▸ PASSAGE TO READ:

.....

Dear list,

This mail is to summarise a problem that we have seen with
OpenAFS 1.6.0/1.6.1 clients and that people might be
interested in:

Following an upgrade of a remote site's batch cluster to
1.6.0, we noticed a linearly increasing rate of small
packets sent to our AFS servers here at CERN.

After a couple of days, the rate from these 1'500+ machines
became so high that it severely impacted the functionality of
our firewall and our AFS servers (the rate meanwhile exceeded
1 million packets/sec).

After being informed about the issue, the colleagues at
the remote site applied a patch from 1.6.1 that was
supposed to mitigate this problem. In fact, the rate
dropped, but continued to grow again shortly after. Finally,
they decided to downgrade their cluster to 1.5.78. This
"solved" the issue, see the attached plot showing the
incoming traffic as seen by one of our servers.

From what we see, the source of these packets is the NAT
keep alive feature which sends Rx version packets to keep
the NAT port mapping alive.

In our case, the rate of these pings was increasing for all
clients (in a load-dependent way), and reached >5000 pings/sec
for the worst clients.

.....

▸ RECORD EXCERPTS:
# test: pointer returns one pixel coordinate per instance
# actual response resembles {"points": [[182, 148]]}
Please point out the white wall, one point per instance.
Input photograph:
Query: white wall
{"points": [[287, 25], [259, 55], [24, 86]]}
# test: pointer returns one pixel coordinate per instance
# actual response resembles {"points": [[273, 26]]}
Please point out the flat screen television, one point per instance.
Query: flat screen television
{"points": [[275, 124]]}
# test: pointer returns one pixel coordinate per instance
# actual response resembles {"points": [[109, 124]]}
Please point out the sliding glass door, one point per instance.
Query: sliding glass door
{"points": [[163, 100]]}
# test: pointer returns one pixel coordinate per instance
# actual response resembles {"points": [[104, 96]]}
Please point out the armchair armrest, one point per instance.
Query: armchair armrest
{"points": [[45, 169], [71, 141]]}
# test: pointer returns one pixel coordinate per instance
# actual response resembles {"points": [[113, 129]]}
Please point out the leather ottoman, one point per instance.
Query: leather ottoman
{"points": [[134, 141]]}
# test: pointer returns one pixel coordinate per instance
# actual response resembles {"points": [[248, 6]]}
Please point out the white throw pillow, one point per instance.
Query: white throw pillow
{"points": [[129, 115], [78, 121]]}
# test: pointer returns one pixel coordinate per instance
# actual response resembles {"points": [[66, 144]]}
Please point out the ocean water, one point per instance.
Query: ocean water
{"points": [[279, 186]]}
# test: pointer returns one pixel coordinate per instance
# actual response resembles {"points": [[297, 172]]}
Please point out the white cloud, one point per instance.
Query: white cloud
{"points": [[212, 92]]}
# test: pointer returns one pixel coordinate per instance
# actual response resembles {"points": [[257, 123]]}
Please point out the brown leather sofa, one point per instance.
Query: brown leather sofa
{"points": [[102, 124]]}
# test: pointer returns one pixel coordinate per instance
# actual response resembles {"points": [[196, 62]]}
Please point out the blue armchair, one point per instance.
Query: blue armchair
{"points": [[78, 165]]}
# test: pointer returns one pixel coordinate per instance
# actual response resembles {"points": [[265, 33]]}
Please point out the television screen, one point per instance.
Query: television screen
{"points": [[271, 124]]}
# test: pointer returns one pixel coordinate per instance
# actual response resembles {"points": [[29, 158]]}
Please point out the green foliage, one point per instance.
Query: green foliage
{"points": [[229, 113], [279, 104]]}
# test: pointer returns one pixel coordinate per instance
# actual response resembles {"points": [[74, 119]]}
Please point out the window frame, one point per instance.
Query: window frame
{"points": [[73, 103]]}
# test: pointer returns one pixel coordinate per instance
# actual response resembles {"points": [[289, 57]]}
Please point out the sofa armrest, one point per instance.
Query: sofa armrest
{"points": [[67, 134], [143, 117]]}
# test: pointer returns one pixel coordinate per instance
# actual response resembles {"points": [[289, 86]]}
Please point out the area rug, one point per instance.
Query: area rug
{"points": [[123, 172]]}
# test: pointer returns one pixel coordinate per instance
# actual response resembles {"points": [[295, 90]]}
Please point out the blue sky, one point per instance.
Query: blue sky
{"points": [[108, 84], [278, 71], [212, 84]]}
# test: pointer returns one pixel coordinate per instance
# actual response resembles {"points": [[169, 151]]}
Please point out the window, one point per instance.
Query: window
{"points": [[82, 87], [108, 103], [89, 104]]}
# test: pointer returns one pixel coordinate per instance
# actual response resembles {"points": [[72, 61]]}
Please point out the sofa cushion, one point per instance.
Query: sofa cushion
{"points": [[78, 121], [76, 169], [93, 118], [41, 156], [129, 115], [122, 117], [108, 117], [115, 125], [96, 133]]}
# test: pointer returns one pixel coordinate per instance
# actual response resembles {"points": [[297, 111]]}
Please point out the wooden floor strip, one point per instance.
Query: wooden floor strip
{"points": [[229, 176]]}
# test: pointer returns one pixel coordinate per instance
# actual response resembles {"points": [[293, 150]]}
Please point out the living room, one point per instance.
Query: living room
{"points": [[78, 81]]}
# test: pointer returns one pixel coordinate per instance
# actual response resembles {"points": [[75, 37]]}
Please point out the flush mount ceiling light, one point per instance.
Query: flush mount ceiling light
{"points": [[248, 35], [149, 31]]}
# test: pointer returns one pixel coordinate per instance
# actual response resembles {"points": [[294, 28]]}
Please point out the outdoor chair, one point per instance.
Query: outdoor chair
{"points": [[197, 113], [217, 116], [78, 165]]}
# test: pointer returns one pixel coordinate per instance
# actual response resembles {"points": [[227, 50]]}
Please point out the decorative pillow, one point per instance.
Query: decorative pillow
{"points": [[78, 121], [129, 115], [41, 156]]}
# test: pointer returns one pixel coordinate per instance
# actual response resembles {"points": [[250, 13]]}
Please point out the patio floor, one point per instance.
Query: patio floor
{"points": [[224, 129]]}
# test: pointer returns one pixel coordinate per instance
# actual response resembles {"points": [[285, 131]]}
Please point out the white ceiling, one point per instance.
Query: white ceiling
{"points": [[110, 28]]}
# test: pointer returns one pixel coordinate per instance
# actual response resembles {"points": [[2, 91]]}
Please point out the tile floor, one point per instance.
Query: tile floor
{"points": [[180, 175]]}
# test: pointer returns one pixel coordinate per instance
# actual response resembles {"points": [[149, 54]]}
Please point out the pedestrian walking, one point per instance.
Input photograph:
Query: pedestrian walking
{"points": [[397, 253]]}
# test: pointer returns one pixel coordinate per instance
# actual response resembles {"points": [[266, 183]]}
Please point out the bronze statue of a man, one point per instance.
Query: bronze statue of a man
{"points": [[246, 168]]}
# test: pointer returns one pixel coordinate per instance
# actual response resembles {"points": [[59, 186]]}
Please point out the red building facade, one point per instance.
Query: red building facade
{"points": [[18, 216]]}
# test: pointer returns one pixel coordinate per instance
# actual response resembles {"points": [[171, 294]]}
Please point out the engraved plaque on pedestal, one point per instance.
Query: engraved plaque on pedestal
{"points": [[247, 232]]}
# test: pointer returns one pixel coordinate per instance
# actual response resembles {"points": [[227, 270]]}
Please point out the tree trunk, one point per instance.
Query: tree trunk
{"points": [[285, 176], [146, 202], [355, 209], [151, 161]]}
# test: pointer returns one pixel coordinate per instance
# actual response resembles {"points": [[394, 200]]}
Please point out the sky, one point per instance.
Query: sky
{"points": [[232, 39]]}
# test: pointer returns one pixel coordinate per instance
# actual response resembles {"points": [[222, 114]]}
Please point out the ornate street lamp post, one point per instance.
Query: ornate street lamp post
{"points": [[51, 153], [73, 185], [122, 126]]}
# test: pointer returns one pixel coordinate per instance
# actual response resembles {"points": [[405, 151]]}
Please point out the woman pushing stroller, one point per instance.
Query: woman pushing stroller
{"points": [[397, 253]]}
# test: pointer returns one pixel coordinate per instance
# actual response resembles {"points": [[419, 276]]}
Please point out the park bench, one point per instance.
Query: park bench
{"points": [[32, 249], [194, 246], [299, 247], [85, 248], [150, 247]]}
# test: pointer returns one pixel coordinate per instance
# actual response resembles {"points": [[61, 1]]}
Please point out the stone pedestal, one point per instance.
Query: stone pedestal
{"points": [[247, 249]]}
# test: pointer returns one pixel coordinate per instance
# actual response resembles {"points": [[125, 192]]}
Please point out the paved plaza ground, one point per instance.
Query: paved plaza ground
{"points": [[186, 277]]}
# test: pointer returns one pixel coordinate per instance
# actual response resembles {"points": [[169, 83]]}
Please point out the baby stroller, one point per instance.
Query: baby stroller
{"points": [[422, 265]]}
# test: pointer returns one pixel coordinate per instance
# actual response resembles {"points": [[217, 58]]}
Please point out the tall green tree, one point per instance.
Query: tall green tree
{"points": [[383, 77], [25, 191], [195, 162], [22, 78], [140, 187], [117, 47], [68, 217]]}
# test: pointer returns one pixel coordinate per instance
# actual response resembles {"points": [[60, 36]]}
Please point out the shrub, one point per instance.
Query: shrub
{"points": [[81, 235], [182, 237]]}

.....

▸ PROBLEMS AND TASKS:
**a.** In the OpenAFS mailing-list post, shorten the paragraph beginning "After being informed about the issue" while keeping its main facts.
**b.** Repeat the OpenAFS mailing-list post's wording between "Following an upgrade" and "here at CERN.", inclusive.
**c.** Put this sentence from the OpenAFS mailing-list post into Spanish: "From what we see, the source of these packets is the NAT keep alive feature which sends Rx version packets to keep the NAT port mapping alive."

▸ ANSWERS GIVEN:
**a.** The remote site applied a patch from 1.6.1 meant to mitigate the problem. The rate dropped but soon grew again, so they downgraded their cluster to 1.5.78. This "solved" the issue, as the attached plot of incoming traffic at one server shows.

**b.**
Following an upgrade of a remote site's batch cluster to
1.6.0, we noticed a linearly increasing rate of small
packets sent to our AFS servers here at CERN.

**c.** Por lo que vemos, el origen de estos paquetes es la función keep alive de NAT, que envía paquetes de versión Rx para mantener activa la asignación de puertos de NAT.